== Source material ==

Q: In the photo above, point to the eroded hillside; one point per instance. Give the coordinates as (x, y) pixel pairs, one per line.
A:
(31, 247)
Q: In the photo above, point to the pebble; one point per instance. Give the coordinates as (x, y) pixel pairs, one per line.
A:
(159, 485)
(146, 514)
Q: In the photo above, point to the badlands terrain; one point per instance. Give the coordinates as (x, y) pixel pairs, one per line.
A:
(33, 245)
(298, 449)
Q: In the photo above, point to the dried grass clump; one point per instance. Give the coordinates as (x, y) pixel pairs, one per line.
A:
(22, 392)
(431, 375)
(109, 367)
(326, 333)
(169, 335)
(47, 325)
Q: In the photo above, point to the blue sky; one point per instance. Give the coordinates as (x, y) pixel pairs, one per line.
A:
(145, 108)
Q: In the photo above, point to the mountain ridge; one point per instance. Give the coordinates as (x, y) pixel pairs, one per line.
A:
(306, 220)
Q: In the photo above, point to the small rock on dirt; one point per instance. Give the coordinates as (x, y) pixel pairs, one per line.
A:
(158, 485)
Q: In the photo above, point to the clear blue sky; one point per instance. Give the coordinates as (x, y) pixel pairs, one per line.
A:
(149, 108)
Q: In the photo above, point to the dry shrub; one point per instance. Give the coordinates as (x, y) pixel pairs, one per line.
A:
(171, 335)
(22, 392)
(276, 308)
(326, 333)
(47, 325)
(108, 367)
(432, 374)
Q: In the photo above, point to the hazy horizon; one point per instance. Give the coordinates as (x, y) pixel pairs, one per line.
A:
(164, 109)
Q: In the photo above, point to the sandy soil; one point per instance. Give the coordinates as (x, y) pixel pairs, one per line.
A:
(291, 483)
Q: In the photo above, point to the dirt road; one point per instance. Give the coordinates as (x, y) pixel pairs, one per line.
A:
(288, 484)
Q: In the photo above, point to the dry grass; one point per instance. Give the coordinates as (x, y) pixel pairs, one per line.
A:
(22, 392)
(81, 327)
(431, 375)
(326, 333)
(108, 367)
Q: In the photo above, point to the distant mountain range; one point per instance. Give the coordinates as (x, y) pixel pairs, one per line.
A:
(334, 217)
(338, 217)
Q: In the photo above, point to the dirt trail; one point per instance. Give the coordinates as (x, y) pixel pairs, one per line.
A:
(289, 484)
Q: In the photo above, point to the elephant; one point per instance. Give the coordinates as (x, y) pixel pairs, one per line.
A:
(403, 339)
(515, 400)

== The task ==
Where does the word "grass" appear in the records? Copy every line that holds it.

== Response ==
Q: In the photo above, point to the dried grass clump; one point per instance. Give the coordinates as (x, y) pixel pairs, one per line.
Q: In the photo above, point to the dry grass; one point per instance. Give the coordinates as (x, y) pixel pairs, one per line.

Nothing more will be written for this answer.